=== Material supplied ===

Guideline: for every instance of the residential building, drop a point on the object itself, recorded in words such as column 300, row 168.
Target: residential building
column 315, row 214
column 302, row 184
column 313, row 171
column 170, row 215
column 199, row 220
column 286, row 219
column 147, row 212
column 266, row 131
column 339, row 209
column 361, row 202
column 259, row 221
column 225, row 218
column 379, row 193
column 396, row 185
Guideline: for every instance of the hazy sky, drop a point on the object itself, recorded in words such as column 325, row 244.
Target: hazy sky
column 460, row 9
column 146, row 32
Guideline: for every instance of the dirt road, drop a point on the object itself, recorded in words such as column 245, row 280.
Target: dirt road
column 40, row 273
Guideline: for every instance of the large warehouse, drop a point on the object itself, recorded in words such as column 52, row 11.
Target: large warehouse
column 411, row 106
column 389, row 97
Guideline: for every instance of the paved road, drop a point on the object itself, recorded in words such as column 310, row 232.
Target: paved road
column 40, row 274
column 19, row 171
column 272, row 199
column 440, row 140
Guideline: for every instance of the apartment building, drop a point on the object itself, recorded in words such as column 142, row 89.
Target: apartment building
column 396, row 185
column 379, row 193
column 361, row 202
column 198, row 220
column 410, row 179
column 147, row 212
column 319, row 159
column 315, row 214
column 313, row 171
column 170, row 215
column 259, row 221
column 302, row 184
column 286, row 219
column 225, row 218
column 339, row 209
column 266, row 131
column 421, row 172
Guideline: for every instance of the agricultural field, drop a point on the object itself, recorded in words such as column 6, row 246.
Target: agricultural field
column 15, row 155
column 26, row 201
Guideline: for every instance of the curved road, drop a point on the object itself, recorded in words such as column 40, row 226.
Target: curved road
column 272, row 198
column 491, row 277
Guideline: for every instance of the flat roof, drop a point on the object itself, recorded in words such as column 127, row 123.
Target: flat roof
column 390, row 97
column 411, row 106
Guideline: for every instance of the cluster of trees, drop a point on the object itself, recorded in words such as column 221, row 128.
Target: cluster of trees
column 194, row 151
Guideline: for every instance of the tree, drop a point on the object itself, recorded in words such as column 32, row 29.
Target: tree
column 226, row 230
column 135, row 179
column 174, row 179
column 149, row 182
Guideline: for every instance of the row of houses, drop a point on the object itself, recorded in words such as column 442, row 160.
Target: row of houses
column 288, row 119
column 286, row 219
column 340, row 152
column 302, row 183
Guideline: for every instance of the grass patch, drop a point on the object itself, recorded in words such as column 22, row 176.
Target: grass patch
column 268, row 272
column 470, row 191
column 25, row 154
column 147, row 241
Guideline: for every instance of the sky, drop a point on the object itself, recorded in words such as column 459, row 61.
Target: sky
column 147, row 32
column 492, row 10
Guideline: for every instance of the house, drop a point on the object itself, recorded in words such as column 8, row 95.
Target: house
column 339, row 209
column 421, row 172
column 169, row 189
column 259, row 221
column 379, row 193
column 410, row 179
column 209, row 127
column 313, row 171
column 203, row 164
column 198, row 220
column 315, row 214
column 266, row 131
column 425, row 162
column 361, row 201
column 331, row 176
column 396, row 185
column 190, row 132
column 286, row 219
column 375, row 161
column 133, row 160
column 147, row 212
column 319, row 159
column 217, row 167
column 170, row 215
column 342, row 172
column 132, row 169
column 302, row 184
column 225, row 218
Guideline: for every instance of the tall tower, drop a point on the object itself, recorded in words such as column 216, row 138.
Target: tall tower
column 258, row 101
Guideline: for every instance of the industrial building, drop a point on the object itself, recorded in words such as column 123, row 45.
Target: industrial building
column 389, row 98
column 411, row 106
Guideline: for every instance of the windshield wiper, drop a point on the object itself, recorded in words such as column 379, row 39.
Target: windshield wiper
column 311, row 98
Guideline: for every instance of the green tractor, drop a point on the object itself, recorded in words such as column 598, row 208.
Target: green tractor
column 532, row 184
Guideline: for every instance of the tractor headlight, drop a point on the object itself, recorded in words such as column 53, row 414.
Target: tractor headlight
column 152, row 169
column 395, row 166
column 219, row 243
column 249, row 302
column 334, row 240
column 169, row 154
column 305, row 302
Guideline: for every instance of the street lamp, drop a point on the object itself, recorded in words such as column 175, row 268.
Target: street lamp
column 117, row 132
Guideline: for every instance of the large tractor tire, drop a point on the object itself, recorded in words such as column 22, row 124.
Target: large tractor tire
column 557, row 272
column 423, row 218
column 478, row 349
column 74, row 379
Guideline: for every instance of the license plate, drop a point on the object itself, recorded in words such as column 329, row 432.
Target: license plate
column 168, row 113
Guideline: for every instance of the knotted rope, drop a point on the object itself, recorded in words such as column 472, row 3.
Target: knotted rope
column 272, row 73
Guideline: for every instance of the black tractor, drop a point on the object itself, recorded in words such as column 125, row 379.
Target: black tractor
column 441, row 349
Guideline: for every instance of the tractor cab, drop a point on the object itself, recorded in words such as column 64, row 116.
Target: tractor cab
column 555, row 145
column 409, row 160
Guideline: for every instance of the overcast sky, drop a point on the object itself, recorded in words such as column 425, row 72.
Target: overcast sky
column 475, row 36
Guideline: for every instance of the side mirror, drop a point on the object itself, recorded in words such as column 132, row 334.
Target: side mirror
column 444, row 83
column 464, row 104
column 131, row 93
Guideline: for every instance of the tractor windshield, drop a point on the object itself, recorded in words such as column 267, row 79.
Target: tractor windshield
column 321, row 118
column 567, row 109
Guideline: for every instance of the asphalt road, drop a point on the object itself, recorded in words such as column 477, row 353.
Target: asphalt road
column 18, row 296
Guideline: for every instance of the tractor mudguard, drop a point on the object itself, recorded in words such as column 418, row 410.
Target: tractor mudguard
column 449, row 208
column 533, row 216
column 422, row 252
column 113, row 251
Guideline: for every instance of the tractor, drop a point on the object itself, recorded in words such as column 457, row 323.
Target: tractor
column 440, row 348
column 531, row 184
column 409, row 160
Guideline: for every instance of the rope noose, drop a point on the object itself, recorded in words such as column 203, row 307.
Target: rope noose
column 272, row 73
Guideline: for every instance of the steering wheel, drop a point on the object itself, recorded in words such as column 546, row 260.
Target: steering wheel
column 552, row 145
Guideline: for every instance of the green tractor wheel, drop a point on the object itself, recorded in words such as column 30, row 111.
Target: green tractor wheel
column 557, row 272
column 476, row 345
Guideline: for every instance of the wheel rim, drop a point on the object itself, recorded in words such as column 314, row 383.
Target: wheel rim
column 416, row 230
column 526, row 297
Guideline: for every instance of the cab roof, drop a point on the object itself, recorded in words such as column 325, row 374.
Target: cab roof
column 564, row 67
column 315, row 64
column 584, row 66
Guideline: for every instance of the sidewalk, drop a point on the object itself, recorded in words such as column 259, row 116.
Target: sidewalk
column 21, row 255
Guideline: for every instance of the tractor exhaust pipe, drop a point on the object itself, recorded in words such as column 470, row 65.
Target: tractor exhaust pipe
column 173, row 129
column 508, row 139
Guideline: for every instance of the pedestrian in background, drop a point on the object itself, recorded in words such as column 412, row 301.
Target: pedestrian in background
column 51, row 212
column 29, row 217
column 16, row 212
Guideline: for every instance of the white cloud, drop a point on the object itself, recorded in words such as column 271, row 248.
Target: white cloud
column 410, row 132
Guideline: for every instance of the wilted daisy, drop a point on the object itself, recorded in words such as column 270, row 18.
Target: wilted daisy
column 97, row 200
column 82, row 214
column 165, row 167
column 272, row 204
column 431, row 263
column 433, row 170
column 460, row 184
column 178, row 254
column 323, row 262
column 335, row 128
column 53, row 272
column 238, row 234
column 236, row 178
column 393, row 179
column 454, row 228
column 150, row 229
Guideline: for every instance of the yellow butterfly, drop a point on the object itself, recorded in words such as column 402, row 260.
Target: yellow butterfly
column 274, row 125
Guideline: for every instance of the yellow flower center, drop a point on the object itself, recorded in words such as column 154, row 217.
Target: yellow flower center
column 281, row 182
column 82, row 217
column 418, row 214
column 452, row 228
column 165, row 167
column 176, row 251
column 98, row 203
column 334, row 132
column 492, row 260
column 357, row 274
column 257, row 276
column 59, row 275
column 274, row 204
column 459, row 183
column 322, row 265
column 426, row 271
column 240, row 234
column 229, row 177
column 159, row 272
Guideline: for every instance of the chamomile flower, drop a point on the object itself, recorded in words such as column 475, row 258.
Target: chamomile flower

===

Set problem:
Return the lines above word for word, starting at the line containing "Guideline: for every instance of the wilted" and continuing up to and including the final line.

Response to the exercise:
Guideline: for every instance of the wilted daisy, drop a point on the object itself, recorded in words such as column 270, row 18.
Target: wilted daisy
column 97, row 200
column 82, row 214
column 165, row 167
column 272, row 204
column 431, row 263
column 433, row 170
column 460, row 184
column 178, row 254
column 323, row 262
column 335, row 128
column 53, row 272
column 238, row 234
column 236, row 178
column 393, row 179
column 454, row 228
column 150, row 229
Guideline: for every instance of the yellow butterfly, drop a point on the object itself, recorded in words such as column 402, row 260.
Target: yellow butterfly
column 274, row 125
Guideline: for every instance of the yellow flower center, drop a point on the object itself, recorded in words such as column 154, row 217.
Target: yellow flower center
column 281, row 182
column 82, row 217
column 418, row 214
column 452, row 228
column 165, row 167
column 176, row 251
column 98, row 203
column 334, row 132
column 492, row 260
column 357, row 274
column 257, row 276
column 59, row 275
column 274, row 204
column 459, row 183
column 322, row 265
column 426, row 271
column 240, row 234
column 229, row 177
column 159, row 272
Guideline: for every instance of the chamomile flower, drop a point on the object itself, recorded in words such as column 475, row 258.
Target: chamomile flower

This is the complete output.